### EXTRAIT SOURCE
○ ○ ○ ○ ○

Emmanuel Todd a pu établir quatre grands rapports sociaux structurant les relations parents-enfants et les relations enfants-enfants guidées par les parents. Les différents degrés de liberté, d’autorité, d’égalité et d’inégalité entre les membres de la famille constituent des systèmes sociaux familiaux qui inculquent aux nouveaux-nés leurs premières expériences sociales. L’hypothèse familiale envisage l’influence structurante des relations sociales familiales dans la construction des rapports sociaux des enfants. 

Il s’avère que le système familial communautaire russe développe des valeurs sociales antagonistes au système familial nucléaire absolu anglo-saxon. 

La famille communautaire russe entretient un rapport d’autorité parents-enfants et un rapport d’égalité enfants-enfants. Les observateurs les plus aguerris, avant même les premières études anthropologiques, avaient déjà remarqué cette forme communautaire : « Constatons que la famille paysanne russe est une association communautaire et les corporations communistes ne sont signalées qu’en Russie. On pourrait en conclure qu’elles ne peuvent exister qu’en recrutant leurs membres dans un milieu ou l’éducation familiale a dressé préalablement les individus à la communauté ». (4) 

Réalité anthropologique

Au sein de la famille nucléaire absolue anglo-saxonne, l’éducation familiale dresse pour ainsi dire les individus à leur émancipation individuelle rapide et une indifférence à l’égalité. L’anthropologue britannique Alan Macfarlane, en étudiant les relations familiales anglaises dans le passé en remontant jusqu’au 13e siècle, souligne l’indépendance précoce des enfants et propose d’appeler cette pratique familiale le Sending out. (5) 

L’individualisme occidental est d’abord une réalité anthropologique. À l’échelle de la planète, la famille nucléaire anglo-saxonne et française est minoritaire alors que la famille communautaire de type russe est majoritaire, fortement présente en Chine, en Inde et dans le monde arabo-musulman. Il n’est plus possible aujourd’hui d’ignorer ces faits anthropologiques dans la lecture des rapports de force géopolitiques tels qu’ils étaient proposés jusqu’ici par Mackinder, Spykman ou encore Brzezinski.

Au fait anthropologique de l’individualisme occidental vient s’ajouter un individualisme procédural qui concrétise progressivement dans le droit, la défense puis la priorité des libertés individuelles. L’individu devient source de droit et constitue le socle de notre époque « moderne ». Cet individualisme procédural se dote alors d’institutions qui garantissent la neutralité morale et fixent la priorité du juste sur le bien (6), ce que Michael Sandel nomme la République procédurale. (7) 

L’émancipation des individus fut la grande promesse de l’Occident à travers la Magna Carta, l’Habeas Corpus, le Bill of Rights ou encore la Déclaration des droits de l’Homme et du Citoyen. Cette émancipation fut l’étendard du projet occidental et a d’ailleurs en partie réussi, en partie seulement. Les dérives actuelles de son hyper-individualisme ne reçoivent plus l’adhésion du reste du monde et se retournent même contre sa propre population qui subit bien plus qu’il ne bénéficie de sa « modernité ».

○ ○ ○ ○ ○

### DONNÉES ENREGISTRÉES

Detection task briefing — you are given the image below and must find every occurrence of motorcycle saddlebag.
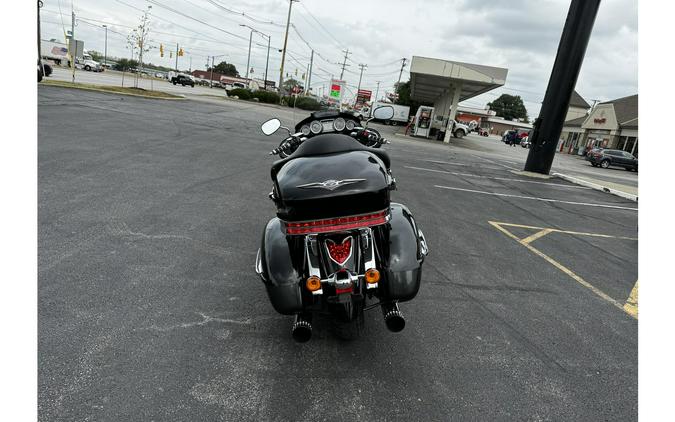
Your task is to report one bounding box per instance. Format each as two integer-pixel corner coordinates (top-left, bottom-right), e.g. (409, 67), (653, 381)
(256, 218), (302, 315)
(380, 203), (426, 302)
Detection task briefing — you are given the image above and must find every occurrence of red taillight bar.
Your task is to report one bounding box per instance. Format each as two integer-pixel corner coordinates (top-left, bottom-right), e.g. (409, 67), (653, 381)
(285, 210), (387, 234)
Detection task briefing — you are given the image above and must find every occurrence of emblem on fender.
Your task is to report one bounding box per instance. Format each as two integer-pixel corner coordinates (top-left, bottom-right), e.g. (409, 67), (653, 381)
(296, 179), (366, 191)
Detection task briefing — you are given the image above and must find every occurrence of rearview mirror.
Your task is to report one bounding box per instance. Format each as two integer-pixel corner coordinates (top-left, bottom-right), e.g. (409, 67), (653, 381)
(260, 117), (281, 136)
(373, 106), (394, 120)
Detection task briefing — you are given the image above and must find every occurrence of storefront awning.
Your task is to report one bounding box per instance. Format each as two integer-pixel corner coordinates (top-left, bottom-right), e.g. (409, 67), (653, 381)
(410, 56), (508, 103)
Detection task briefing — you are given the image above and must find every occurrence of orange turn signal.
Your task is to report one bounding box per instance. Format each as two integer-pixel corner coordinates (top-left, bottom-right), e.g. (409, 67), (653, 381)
(305, 275), (321, 292)
(366, 268), (380, 284)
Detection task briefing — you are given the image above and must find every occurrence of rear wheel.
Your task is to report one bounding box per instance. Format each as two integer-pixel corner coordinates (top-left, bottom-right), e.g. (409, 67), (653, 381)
(333, 302), (365, 341)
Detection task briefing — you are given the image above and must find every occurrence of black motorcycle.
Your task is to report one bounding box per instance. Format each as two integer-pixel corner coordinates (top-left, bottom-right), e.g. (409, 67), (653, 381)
(255, 106), (428, 342)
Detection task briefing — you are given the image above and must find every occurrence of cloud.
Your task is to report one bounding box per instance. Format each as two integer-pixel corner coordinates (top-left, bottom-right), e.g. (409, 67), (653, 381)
(43, 0), (638, 115)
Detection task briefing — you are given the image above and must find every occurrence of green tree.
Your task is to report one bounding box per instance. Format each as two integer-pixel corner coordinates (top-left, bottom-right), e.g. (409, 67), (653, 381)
(213, 62), (239, 77)
(488, 94), (528, 121)
(394, 81), (433, 114)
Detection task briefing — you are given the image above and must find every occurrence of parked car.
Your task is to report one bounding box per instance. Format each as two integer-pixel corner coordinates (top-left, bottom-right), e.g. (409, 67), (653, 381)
(586, 149), (638, 171)
(171, 73), (195, 88)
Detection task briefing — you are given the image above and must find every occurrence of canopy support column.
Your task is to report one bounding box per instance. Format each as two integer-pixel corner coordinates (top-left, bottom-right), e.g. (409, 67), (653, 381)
(443, 82), (462, 144)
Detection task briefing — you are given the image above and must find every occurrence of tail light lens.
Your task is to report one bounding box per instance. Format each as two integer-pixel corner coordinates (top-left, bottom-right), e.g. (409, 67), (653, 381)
(305, 275), (321, 292)
(365, 268), (380, 284)
(326, 236), (352, 265)
(285, 210), (388, 234)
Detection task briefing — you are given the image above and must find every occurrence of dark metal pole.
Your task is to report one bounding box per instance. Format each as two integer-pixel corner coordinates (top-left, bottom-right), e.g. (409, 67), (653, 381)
(525, 0), (600, 174)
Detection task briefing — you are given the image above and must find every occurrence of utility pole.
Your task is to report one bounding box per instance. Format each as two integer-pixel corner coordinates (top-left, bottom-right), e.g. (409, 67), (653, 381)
(103, 25), (108, 67)
(305, 50), (314, 94)
(340, 49), (349, 80)
(525, 0), (600, 174)
(279, 0), (299, 96)
(354, 63), (368, 105)
(396, 57), (408, 89)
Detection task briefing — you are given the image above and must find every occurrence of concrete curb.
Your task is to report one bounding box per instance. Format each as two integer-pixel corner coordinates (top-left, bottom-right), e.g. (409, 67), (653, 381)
(552, 173), (638, 202)
(44, 82), (186, 100)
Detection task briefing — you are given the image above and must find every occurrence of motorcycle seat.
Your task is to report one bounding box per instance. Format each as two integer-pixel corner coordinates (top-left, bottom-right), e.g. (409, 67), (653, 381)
(272, 133), (391, 178)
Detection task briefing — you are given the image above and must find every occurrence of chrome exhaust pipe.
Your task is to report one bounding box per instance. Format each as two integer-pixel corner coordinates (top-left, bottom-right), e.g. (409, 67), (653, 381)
(382, 303), (405, 333)
(291, 314), (312, 343)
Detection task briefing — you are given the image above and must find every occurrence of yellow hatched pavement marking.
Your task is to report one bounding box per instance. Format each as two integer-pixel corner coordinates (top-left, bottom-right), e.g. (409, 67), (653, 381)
(488, 221), (637, 319)
(520, 229), (553, 244)
(489, 221), (638, 243)
(623, 280), (639, 318)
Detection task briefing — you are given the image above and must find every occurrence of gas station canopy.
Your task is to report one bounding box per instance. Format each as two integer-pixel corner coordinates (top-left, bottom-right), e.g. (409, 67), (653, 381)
(410, 56), (508, 103)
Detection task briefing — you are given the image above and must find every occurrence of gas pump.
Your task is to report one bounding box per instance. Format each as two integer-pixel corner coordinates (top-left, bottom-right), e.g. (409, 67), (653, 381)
(413, 106), (434, 138)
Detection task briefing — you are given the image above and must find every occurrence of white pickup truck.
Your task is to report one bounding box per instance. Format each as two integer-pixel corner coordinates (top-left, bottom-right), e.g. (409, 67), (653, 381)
(40, 40), (103, 72)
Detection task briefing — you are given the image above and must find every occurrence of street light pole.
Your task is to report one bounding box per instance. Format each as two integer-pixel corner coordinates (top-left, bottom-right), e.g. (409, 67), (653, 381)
(279, 0), (299, 95)
(263, 35), (272, 91)
(209, 56), (216, 88)
(524, 0), (600, 174)
(239, 23), (272, 90)
(103, 25), (108, 67)
(244, 24), (253, 88)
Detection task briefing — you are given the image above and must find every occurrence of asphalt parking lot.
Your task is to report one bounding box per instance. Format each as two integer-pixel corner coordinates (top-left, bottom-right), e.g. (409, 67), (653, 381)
(38, 86), (638, 421)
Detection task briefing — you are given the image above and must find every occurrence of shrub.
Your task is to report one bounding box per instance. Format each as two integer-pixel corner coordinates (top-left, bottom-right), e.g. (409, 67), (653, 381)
(252, 90), (279, 104)
(232, 88), (251, 100)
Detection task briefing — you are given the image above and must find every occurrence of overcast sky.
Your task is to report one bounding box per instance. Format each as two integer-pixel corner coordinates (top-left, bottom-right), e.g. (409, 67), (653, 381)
(42, 0), (638, 117)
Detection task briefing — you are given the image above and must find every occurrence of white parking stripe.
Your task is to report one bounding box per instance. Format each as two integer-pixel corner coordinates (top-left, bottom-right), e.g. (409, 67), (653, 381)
(471, 154), (518, 171)
(434, 185), (638, 211)
(422, 160), (466, 166)
(403, 166), (591, 189)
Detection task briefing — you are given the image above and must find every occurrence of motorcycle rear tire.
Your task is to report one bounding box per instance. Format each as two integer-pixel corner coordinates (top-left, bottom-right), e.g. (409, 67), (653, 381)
(332, 303), (365, 341)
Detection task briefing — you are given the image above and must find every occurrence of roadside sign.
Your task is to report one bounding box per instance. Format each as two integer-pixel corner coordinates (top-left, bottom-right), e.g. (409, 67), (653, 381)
(328, 79), (345, 102)
(354, 89), (373, 110)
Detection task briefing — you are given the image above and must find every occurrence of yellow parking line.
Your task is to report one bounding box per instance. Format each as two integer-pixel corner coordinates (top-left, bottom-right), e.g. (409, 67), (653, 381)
(623, 280), (639, 318)
(488, 221), (637, 319)
(490, 221), (638, 240)
(520, 229), (553, 244)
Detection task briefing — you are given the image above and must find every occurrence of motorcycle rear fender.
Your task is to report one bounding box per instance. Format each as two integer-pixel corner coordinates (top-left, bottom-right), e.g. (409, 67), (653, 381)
(256, 218), (302, 315)
(381, 203), (427, 302)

○ ○ ○ ○ ○

### CONSIGNE
Recopiez, s'il vous plaît, l'extrait sur les systèmes familiaux depuis « Au sein de la » jusqu'à « Sending out. (5) » inclus, en substituant « Sending away » à « Sending out ». Les lignes n'ont aucun lien avec l'extrait sur les systèmes familiaux.

### RÉPONSE
Au sein de la famille nucléaire absolue anglo-saxonne, l’éducation familiale dresse pour ainsi dire les individus à leur émancipation individuelle rapide et une indifférence à l’égalité. L’anthropologue britannique Alan Macfarlane, en étudiant les relations familiales anglaises dans le passé en remontant jusqu’au 13e siècle, souligne l’indépendance précoce des enfants et propose d’appeler cette pratique familiale le Sending away. (5)